§ Extrait fourni
# Diagnostique pour iMac G4 'Tournesol'



## sylxjb (28 Août 2013)

Bonjour tous le monde,
je suis un étudiant de 20 ans et je répare des mac à mes heures perdues.
Je travaille actuellement sur un iMac G4 Tournesol 17'', 1,25GHz PPC, 256 Mo , DD 80Go
-Lorsque je démarre le mac normalement j'arrive jusqu'au bureau, tout fonctionne parfaitement pendant 1-2 min et après il freeze, clavier et souris ne répondent plus mais j'au toujours le bureau a l'écran, je peux le laisser comme ca des heures, ca ne change rien.
-Rien de bien différent en mode verbose.

§ Exercices
**1.** Selon l'extrait, combien de temps l'iMac fonctionne-t-il normalement avant de se figer ?
**2.** Relevez dans l'extrait le passage qui va de « Je travaille actuellement » jusqu'à « ne change rien. » inclus.

§ Données fournies
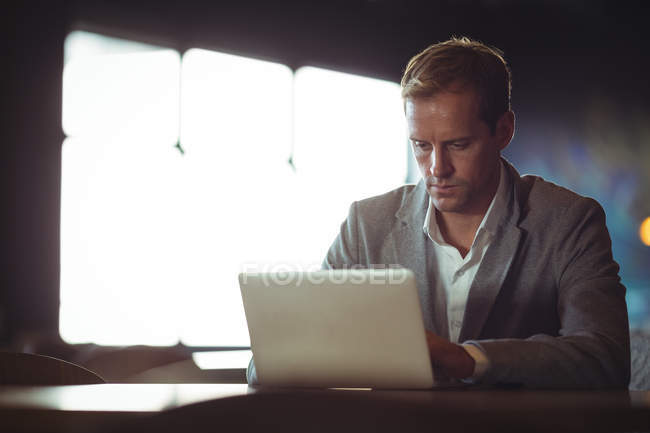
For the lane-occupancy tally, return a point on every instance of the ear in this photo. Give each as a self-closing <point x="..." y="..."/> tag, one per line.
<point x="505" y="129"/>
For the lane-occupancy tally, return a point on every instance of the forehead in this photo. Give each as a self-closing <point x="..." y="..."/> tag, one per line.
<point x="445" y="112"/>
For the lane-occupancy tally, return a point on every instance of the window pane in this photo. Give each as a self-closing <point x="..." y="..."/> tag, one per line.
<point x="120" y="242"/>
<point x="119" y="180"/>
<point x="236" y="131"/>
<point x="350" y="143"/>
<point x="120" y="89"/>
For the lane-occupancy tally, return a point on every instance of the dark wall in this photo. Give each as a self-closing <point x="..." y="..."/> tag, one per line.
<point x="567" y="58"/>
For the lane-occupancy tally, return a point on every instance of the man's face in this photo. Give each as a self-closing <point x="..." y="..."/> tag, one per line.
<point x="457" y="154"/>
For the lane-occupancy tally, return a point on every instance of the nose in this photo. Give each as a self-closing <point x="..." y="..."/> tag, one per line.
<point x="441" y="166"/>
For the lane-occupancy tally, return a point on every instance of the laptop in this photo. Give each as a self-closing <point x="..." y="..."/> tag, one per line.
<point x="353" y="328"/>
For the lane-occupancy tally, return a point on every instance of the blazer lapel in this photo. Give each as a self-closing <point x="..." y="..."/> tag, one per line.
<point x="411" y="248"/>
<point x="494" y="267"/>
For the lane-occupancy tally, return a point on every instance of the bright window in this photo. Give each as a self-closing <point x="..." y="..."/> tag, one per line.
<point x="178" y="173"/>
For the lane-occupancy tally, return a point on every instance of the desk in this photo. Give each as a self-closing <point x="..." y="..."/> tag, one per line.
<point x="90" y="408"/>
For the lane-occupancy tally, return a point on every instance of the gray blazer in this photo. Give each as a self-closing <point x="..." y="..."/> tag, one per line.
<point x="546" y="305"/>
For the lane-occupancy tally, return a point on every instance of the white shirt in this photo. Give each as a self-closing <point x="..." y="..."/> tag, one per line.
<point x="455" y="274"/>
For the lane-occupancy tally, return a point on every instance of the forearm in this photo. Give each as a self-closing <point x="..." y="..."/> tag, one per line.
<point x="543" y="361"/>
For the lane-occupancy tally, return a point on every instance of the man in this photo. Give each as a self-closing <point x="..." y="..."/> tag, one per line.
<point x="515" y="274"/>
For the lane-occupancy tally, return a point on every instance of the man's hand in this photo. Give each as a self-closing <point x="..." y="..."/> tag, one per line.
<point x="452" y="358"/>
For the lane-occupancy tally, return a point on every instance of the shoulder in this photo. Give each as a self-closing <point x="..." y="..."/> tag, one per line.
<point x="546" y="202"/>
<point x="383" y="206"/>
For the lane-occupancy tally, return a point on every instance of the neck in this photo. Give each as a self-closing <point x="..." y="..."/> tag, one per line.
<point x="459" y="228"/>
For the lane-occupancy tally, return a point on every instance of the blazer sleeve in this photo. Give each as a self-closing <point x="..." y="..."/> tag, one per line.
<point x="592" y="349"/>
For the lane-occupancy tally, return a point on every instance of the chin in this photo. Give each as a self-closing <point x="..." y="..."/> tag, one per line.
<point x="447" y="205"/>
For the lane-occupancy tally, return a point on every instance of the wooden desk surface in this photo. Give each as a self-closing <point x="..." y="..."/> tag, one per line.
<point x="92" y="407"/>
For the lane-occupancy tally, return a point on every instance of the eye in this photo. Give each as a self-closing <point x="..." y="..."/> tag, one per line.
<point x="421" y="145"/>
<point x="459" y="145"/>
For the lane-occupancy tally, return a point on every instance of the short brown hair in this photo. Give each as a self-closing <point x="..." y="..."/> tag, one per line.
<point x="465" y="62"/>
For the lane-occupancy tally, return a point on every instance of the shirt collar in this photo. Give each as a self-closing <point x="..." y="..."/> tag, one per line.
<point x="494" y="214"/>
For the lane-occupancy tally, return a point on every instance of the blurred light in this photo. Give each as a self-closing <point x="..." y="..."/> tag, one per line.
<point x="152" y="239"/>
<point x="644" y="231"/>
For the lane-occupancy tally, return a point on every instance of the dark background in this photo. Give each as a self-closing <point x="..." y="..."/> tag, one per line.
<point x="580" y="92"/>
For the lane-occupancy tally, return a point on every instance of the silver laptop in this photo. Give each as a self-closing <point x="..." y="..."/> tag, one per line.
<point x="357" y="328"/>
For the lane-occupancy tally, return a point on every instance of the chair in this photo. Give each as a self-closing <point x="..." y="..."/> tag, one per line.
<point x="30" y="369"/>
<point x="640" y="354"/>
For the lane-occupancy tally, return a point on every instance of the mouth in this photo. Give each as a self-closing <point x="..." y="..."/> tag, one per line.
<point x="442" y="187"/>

--

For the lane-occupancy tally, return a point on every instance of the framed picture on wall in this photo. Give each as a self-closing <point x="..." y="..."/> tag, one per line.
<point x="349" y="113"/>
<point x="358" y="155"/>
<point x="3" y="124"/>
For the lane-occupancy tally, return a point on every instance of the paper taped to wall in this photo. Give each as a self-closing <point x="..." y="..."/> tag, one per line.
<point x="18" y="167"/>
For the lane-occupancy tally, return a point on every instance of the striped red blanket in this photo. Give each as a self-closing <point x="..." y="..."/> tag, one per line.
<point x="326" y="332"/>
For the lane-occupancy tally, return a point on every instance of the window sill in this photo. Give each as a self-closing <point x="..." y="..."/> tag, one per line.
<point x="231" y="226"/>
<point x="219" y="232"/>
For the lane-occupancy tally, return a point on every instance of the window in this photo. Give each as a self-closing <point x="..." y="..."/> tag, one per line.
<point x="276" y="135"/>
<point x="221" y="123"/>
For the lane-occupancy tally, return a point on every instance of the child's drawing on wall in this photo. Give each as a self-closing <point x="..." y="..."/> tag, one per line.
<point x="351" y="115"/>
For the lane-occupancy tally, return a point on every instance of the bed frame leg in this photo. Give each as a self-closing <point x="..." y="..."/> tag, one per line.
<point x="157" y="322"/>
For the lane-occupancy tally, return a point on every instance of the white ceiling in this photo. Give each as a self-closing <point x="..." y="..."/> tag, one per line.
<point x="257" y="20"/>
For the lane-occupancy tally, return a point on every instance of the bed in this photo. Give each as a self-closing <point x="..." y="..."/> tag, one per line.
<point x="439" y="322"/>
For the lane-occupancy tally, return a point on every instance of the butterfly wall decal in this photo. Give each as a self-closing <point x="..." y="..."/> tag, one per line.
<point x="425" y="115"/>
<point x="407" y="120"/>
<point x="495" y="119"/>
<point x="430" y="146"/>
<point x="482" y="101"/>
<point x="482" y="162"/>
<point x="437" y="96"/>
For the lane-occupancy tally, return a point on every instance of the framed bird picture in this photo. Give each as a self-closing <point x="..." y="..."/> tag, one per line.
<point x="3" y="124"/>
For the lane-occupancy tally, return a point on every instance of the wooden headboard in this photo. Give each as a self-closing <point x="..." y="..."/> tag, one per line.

§ Corrigé
**1.** Pendant 1 à 2 minutes.

**2.**
Je travaille actuellement sur un iMac G4 Tournesol 17'', 1,25GHz PPC, 256 Mo , DD 80Go
-Lorsque je démarre le mac normalement j'arrive jusqu'au bureau, tout fonctionne parfaitement pendant 1-2 min et après il freeze, clavier et souris ne répondent plus mais j'au toujours le bureau a l'écran, je peux le laisser comme ca des heures, ca ne change rien.